■ **ACTIVITY**
Work out how many lines of the listing hold the string "telehandler", then answer with that number and nothing else.

<<<<

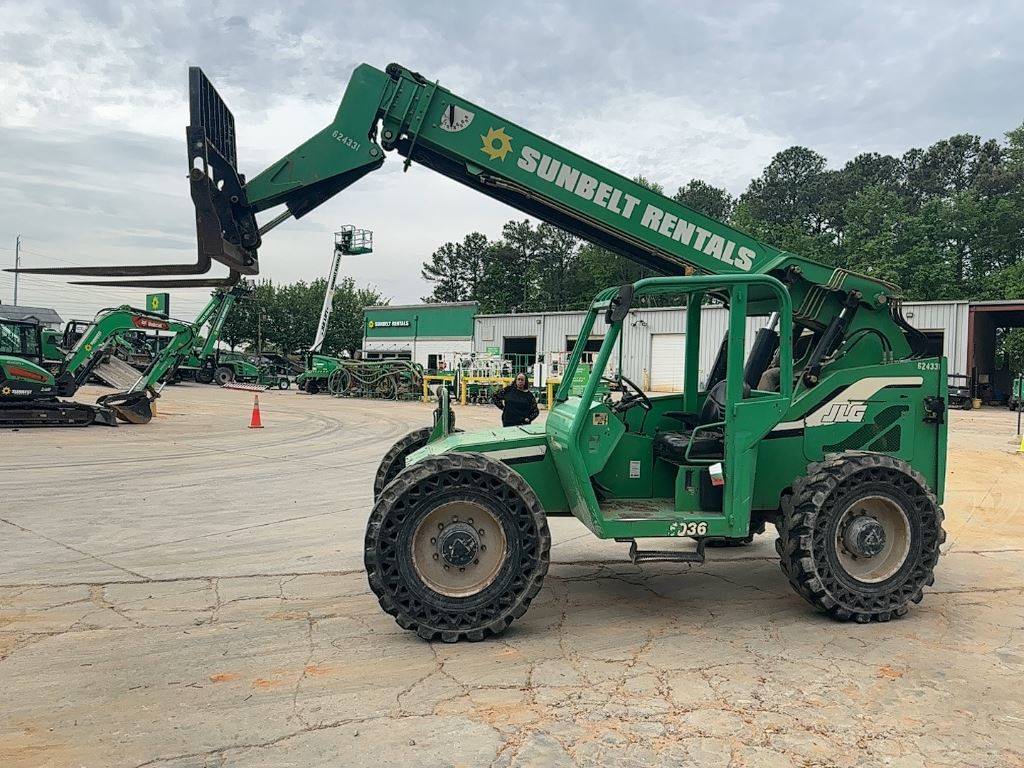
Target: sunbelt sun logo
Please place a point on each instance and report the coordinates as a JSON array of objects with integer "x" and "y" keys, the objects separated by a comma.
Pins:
[
  {"x": 679, "y": 228},
  {"x": 497, "y": 143}
]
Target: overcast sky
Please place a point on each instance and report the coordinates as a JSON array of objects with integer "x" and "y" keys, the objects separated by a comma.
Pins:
[{"x": 93, "y": 107}]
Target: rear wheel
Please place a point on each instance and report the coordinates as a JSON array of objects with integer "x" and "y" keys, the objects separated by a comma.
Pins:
[
  {"x": 457, "y": 547},
  {"x": 859, "y": 537},
  {"x": 223, "y": 375}
]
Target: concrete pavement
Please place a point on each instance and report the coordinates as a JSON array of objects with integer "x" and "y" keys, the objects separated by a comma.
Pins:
[{"x": 190, "y": 593}]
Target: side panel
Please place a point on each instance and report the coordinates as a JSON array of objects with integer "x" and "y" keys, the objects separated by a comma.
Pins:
[{"x": 879, "y": 410}]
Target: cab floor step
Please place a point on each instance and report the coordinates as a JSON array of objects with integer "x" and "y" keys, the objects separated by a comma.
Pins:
[{"x": 665, "y": 555}]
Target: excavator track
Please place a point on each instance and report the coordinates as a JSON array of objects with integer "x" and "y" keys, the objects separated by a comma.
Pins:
[{"x": 53, "y": 414}]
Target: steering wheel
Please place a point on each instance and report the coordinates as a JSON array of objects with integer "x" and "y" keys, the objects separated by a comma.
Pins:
[{"x": 630, "y": 398}]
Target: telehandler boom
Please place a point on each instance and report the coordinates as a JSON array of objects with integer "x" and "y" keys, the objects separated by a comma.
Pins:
[{"x": 832, "y": 427}]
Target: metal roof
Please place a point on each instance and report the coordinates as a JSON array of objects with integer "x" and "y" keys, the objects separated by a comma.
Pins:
[
  {"x": 42, "y": 315},
  {"x": 424, "y": 305}
]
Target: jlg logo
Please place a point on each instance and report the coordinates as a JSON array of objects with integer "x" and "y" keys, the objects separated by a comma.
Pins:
[{"x": 849, "y": 413}]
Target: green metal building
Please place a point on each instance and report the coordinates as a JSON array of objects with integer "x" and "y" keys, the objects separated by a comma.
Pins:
[{"x": 428, "y": 334}]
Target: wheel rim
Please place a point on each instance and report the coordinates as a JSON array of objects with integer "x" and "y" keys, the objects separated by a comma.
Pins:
[
  {"x": 459, "y": 549},
  {"x": 872, "y": 539}
]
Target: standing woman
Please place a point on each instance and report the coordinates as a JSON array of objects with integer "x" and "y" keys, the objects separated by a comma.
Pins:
[{"x": 517, "y": 403}]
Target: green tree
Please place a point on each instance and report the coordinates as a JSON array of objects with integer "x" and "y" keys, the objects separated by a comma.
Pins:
[{"x": 706, "y": 199}]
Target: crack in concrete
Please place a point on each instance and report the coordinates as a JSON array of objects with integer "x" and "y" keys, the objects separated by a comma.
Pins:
[{"x": 73, "y": 549}]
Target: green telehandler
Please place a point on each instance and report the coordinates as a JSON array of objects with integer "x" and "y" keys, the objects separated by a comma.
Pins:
[{"x": 833, "y": 427}]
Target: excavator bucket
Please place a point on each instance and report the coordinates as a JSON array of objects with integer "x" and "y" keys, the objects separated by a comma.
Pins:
[
  {"x": 132, "y": 408},
  {"x": 225, "y": 224}
]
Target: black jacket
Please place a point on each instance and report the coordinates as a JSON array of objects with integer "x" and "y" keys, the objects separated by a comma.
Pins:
[{"x": 518, "y": 406}]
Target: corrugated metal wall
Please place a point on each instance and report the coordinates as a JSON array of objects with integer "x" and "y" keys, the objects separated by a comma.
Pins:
[
  {"x": 553, "y": 329},
  {"x": 948, "y": 316}
]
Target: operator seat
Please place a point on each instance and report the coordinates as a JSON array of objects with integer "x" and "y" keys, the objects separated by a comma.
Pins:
[{"x": 710, "y": 443}]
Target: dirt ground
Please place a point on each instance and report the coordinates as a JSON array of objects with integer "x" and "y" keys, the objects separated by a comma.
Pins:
[{"x": 190, "y": 593}]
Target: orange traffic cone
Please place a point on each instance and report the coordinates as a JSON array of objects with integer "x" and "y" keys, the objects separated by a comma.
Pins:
[{"x": 255, "y": 423}]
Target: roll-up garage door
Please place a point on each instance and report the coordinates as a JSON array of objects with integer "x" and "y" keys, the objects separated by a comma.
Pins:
[{"x": 668, "y": 361}]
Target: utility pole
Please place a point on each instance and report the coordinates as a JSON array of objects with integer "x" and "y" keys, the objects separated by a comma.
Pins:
[{"x": 17, "y": 264}]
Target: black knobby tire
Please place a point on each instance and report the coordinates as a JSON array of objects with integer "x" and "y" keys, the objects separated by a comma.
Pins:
[
  {"x": 394, "y": 460},
  {"x": 223, "y": 375},
  {"x": 808, "y": 529},
  {"x": 420, "y": 491}
]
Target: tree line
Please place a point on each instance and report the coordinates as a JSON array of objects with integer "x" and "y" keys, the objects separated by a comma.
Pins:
[{"x": 946, "y": 222}]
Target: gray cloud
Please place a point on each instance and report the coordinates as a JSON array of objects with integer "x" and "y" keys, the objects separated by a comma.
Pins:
[{"x": 93, "y": 105}]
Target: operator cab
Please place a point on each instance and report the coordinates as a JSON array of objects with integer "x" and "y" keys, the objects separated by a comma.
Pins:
[
  {"x": 22, "y": 339},
  {"x": 690, "y": 454}
]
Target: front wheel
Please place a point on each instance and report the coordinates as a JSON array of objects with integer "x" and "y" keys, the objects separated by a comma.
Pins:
[
  {"x": 859, "y": 537},
  {"x": 457, "y": 547}
]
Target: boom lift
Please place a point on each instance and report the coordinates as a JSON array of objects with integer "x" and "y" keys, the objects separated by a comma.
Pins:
[
  {"x": 833, "y": 427},
  {"x": 347, "y": 242}
]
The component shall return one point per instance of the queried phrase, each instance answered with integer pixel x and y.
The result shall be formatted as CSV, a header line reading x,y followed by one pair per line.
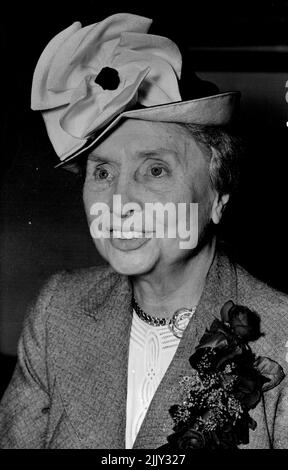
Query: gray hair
x,y
224,150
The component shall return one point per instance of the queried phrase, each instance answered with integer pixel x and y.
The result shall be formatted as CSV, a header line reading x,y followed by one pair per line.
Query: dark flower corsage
x,y
227,380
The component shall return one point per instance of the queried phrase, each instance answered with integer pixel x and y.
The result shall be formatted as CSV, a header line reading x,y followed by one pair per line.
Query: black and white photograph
x,y
143,235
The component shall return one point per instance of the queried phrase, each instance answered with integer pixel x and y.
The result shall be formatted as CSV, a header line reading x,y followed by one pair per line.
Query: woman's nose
x,y
126,198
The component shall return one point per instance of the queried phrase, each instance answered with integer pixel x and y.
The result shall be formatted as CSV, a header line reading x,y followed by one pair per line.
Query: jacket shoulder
x,y
272,307
259,291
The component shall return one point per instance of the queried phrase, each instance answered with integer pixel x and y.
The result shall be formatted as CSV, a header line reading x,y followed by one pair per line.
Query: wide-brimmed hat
x,y
88,79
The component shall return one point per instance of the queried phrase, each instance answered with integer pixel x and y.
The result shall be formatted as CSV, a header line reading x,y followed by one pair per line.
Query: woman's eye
x,y
158,171
102,174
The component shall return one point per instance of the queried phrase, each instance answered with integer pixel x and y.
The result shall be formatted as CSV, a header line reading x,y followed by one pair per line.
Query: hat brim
x,y
216,110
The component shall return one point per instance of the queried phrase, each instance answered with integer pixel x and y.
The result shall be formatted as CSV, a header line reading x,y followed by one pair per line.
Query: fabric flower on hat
x,y
87,76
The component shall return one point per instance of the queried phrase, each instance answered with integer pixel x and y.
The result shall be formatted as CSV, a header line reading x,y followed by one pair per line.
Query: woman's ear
x,y
218,207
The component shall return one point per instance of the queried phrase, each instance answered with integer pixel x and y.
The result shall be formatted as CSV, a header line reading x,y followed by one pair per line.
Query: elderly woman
x,y
105,350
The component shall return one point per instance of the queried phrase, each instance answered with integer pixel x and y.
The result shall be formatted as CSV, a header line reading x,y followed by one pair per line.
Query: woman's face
x,y
147,162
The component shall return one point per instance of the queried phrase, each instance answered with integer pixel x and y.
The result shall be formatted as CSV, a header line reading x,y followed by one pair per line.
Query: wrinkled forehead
x,y
133,137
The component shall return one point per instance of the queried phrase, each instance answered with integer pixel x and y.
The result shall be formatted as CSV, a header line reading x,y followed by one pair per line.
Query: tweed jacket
x,y
69,386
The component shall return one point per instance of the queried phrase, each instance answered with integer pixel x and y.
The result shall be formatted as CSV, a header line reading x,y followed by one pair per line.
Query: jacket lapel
x,y
94,385
221,285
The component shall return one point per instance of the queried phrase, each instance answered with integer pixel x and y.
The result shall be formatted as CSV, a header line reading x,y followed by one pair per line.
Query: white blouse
x,y
151,350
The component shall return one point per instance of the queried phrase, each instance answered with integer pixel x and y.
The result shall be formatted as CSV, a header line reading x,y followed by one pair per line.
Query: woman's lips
x,y
127,241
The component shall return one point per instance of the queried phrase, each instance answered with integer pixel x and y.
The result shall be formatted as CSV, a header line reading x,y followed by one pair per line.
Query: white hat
x,y
87,79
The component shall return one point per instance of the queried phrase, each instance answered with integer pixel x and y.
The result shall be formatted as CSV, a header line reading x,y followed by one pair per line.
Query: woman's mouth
x,y
130,240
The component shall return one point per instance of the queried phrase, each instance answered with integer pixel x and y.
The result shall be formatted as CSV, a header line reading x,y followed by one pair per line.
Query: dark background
x,y
236,45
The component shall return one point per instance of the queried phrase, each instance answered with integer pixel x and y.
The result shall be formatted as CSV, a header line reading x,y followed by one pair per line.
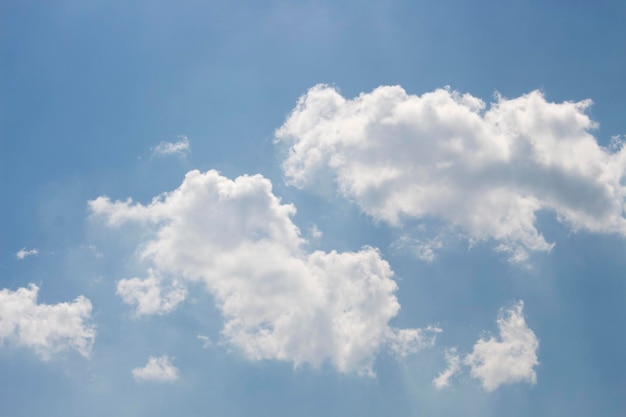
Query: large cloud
x,y
486,171
278,301
46,328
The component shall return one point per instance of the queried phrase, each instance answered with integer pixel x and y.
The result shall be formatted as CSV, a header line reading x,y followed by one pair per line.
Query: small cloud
x,y
454,365
23,253
46,328
181,147
424,250
510,359
157,370
206,341
315,232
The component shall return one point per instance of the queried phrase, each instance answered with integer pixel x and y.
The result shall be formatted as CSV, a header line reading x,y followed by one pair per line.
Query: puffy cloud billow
x,y
509,359
158,369
278,301
45,328
484,170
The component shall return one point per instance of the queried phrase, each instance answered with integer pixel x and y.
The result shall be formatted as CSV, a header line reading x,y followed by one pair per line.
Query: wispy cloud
x,y
23,253
180,147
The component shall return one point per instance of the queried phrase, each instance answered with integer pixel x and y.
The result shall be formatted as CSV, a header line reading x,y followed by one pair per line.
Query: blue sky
x,y
312,208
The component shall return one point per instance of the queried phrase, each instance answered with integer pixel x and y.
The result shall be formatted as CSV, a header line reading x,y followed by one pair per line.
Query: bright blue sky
x,y
461,202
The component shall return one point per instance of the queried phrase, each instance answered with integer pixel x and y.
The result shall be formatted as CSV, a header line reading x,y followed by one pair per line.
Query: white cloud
x,y
23,253
150,294
484,170
510,359
46,328
180,147
157,370
454,365
278,301
206,341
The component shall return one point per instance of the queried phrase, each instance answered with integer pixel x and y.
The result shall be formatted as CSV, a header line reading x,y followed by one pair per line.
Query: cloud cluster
x,y
278,301
46,328
484,170
157,370
509,359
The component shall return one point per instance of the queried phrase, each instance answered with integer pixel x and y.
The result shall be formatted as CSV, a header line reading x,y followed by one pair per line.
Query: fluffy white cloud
x,y
150,294
510,359
46,328
171,148
23,253
157,370
484,170
454,365
278,301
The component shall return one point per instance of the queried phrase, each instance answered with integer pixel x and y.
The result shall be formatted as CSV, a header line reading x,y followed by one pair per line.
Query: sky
x,y
308,208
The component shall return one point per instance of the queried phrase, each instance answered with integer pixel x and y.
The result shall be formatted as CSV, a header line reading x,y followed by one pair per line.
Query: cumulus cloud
x,y
157,370
278,300
485,171
454,365
150,294
509,359
23,253
46,328
181,147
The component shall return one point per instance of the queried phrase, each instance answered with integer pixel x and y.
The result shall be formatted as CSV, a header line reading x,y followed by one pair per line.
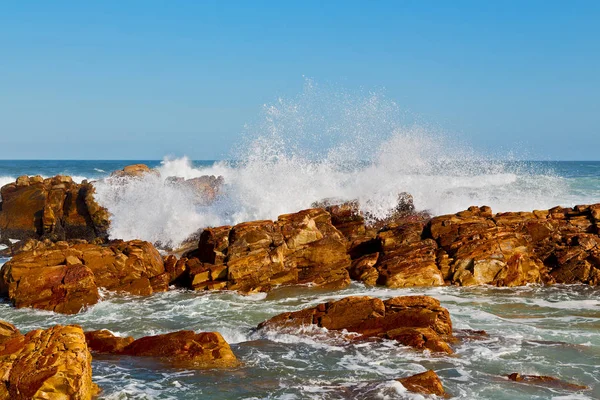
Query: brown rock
x,y
65,277
103,341
410,265
299,248
134,170
424,383
54,208
417,321
46,364
186,349
363,269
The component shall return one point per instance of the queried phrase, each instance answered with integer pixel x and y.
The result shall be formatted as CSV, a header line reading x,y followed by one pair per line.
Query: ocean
x,y
532,330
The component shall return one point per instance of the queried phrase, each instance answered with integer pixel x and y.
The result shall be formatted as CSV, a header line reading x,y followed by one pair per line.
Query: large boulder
x,y
182,349
517,248
65,277
55,208
299,248
46,364
416,321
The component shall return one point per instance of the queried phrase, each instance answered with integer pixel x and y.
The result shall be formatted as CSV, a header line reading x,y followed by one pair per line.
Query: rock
x,y
424,383
65,277
46,364
54,208
416,321
186,349
363,269
134,170
103,341
410,265
299,248
7,331
545,381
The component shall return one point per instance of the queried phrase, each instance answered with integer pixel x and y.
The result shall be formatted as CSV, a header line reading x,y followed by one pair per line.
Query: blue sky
x,y
143,79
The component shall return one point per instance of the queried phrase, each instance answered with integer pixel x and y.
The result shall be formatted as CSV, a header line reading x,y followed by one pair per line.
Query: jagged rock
x,y
65,277
546,381
103,341
54,208
410,265
298,248
186,349
424,383
46,364
416,321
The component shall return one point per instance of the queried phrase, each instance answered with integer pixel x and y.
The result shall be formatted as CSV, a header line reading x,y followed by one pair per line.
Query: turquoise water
x,y
532,330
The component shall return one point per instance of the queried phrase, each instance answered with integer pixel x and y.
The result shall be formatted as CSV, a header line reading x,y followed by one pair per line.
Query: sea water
x,y
321,146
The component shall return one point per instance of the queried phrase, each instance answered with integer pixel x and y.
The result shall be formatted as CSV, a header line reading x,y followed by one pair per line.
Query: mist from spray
x,y
327,143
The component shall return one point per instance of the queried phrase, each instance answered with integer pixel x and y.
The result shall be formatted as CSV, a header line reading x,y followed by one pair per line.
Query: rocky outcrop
x,y
427,383
416,321
54,208
133,171
299,248
182,349
104,341
548,381
476,247
46,364
65,277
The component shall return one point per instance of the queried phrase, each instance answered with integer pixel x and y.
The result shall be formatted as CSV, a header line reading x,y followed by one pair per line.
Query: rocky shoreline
x,y
65,259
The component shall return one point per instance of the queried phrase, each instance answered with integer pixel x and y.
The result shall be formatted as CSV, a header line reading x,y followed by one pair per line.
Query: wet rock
x,y
65,277
46,364
104,341
424,383
545,381
416,321
54,208
410,265
255,256
186,349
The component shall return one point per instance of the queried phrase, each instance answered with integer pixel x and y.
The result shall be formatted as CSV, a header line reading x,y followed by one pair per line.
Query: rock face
x,y
46,364
65,277
475,247
103,341
298,248
134,170
54,208
416,321
424,383
183,349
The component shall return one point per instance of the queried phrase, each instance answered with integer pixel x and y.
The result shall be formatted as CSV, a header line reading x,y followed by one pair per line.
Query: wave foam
x,y
328,144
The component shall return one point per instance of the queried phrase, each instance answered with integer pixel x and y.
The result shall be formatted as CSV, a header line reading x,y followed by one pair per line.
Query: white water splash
x,y
328,144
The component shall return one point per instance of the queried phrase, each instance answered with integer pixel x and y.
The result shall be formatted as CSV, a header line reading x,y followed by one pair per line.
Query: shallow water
x,y
532,330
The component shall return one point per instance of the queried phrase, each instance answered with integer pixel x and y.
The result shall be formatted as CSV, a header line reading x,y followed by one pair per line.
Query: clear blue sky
x,y
141,79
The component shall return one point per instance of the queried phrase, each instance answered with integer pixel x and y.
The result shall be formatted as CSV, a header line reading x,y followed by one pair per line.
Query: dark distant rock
x,y
416,321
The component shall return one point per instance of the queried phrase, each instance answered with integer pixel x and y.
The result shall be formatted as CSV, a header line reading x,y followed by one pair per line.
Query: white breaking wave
x,y
328,144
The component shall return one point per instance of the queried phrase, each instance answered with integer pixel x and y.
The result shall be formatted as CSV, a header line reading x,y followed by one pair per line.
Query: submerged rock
x,y
424,383
416,321
46,364
298,248
54,208
65,277
182,349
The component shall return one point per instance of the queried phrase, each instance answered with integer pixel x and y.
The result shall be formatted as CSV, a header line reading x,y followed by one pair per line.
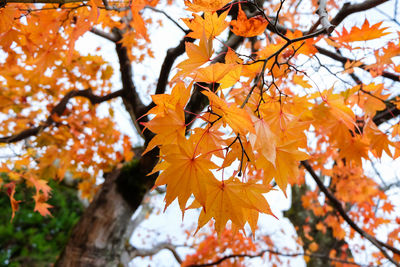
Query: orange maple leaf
x,y
14,203
41,206
185,172
236,118
230,200
248,27
212,25
365,33
205,5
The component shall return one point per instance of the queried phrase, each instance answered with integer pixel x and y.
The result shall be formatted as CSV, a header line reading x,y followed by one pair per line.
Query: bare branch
x,y
167,16
172,55
132,102
339,208
260,254
59,109
107,35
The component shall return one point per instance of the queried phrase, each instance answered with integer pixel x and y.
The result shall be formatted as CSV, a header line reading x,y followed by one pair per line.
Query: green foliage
x,y
33,240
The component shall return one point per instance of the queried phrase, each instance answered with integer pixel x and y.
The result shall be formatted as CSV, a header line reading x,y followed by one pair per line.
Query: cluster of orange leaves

>>>>

■ **RESULT FOR THIS TASK**
2